■ Data provided ■
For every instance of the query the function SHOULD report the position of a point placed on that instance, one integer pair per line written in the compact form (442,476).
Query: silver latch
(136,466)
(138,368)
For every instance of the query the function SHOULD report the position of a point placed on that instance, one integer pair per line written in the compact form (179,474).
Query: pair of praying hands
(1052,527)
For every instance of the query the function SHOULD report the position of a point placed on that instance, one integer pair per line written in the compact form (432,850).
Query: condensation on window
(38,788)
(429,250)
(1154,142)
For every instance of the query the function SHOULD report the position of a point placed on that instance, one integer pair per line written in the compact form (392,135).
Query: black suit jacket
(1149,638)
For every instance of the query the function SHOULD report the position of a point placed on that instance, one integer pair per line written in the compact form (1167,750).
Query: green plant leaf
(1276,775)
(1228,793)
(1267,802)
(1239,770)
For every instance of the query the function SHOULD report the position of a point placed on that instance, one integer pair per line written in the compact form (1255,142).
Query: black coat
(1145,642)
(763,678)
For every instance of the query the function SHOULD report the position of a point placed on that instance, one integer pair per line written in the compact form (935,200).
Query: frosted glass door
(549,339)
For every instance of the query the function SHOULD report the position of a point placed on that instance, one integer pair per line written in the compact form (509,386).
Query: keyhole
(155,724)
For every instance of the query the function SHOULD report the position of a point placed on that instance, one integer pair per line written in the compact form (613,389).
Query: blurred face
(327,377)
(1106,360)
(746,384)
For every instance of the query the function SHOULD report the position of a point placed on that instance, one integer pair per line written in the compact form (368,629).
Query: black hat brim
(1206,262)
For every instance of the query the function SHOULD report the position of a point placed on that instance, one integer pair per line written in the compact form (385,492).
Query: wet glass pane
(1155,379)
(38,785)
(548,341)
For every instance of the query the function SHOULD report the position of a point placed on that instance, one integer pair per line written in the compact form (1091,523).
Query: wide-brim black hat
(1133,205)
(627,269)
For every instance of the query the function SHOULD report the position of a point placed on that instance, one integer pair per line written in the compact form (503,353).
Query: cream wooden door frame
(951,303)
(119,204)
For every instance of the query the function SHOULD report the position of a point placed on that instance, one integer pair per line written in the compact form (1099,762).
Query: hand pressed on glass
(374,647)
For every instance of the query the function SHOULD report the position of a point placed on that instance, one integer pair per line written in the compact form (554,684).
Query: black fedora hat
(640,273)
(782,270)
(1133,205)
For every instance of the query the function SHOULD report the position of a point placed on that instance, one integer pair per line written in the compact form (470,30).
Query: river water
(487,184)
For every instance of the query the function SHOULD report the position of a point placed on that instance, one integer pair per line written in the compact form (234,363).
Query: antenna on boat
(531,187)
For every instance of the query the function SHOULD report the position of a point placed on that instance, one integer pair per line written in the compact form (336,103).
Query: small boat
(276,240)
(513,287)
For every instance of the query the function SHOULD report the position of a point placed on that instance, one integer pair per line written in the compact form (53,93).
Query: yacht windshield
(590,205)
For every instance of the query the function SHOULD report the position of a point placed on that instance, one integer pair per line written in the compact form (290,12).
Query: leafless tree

■ Exercise instructions ■
Render every line of the listing above as a JSON list of strings, one string per line, leaving out blank lines.

■ Answer to this exercise ■
[
  "For every instance of the query the function SHOULD report the position of a point placed on that instance, one integer pair per line written in the compact form (442,476).",
  "Query: silver latch",
  "(136,466)",
  "(138,368)",
  "For every instance of the query the function SHOULD report the position of a point placed on that instance, one integer pair per line written in the compact form (179,474).",
  "Query: pair of praying hands",
  "(1052,527)",
  "For every instance of the query the function SHOULD report the position of a point placed on that instance, one integer pair per line written in the compact form (432,850).",
  "Query: condensation on window",
  "(38,788)",
  "(429,250)",
  "(1154,142)",
  "For every instance of the query the function SHOULD report the position of a point placed on that instance, one integer pair per line written in the compact form (392,135).",
  "Query: black suit jacket",
  "(1149,638)",
  "For every instance of the query the function SHOULD report the position of a point placed on that instance, one integer pair per line written in the compact form (1167,750).",
  "Query: green plant leaf",
  "(1276,775)",
  "(1228,793)",
  "(1267,802)",
  "(1239,770)",
  "For every instance of the query the function SHOULD report the position of a point placed on that instance, one integer pair per line written in the compact form (1255,142).",
  "Query: black coat",
  "(1145,642)",
  "(763,678)",
  "For every instance of the query the function SHOULD report the position of a point placed on that instance, one integer pair per line written in the compact form (935,200).",
  "Query: frosted glass door",
  "(549,339)",
  "For every instance of the query the function SHOULD report the position of a point placed on that instance, one integer pair per line written in the compact form (509,386).",
  "Query: keyhole",
  "(155,724)",
  "For every instance of the query the function SHOULD report the position of a point placed on that instance, one integer pair per line written in the compact form (613,389).",
  "Query: blurred face",
  "(327,377)",
  "(1106,360)",
  "(746,384)",
  "For every instance of the query the function SHOULD report the position of a point placed on that instance, one integer pair per line written in the compact form (368,629).",
  "Query: black hat brim",
  "(1206,262)",
  "For every instance of the query the function SHOULD report the position of a point placed on that instance, one integer pair per line written in the compact form (385,492).",
  "Query: wet glass pane",
  "(1155,379)",
  "(38,785)",
  "(548,341)",
  "For every instance of the query the function SHOULD report the position of a point placed on that instance, one integer pair per line written in the compact form (1091,523).",
  "Query: wide-brim black hat",
  "(1133,205)",
  "(627,269)",
  "For every instance of the query the function SHOULD report the position of a point placed on that instance, one integer pair per line written in the compact form (503,353).",
  "Query: cream wooden door frame",
  "(951,303)",
  "(119,204)",
  "For every instance of the query the function SHOULD report the position of a point placed on that instance, one integer pair per line written in the compact form (1099,762).",
  "Query: hand pressed on glass",
  "(374,647)",
  "For every instance of the query the function SHOULD report the position of a point placed on that instance, one integer pair per line written in the compact form (554,684).",
  "Query: black fedora hat",
  "(640,273)",
  "(782,270)",
  "(1133,205)",
  "For every instance of the query the function SHOULD report the position of a point placed on that instance, one integer pair per line written in the compact form (470,30).",
  "Query: river water",
  "(487,184)",
  "For every instance of the query the function SHOULD report the position of a point placed on that instance, one integer pair per line written in the compact form (234,363).",
  "Query: antenna on boat",
  "(531,187)",
  "For every instance of the query the function SHOULD report the position of a point placed on that instance, one integer pair per line written in the compact form (336,103).",
  "Query: small boat",
  "(276,240)",
  "(513,287)",
  "For every instance of the query the function SHOULD report the position of a point placed on that instance, one integer pair per line written in the compact form (53,93).",
  "Query: yacht windshield",
  "(590,205)",
  "For every instance of the query the function SHOULD report the position of a point placed on that instance, one integer pair per line written in the compact form (290,12).",
  "Query: leafless tree"
]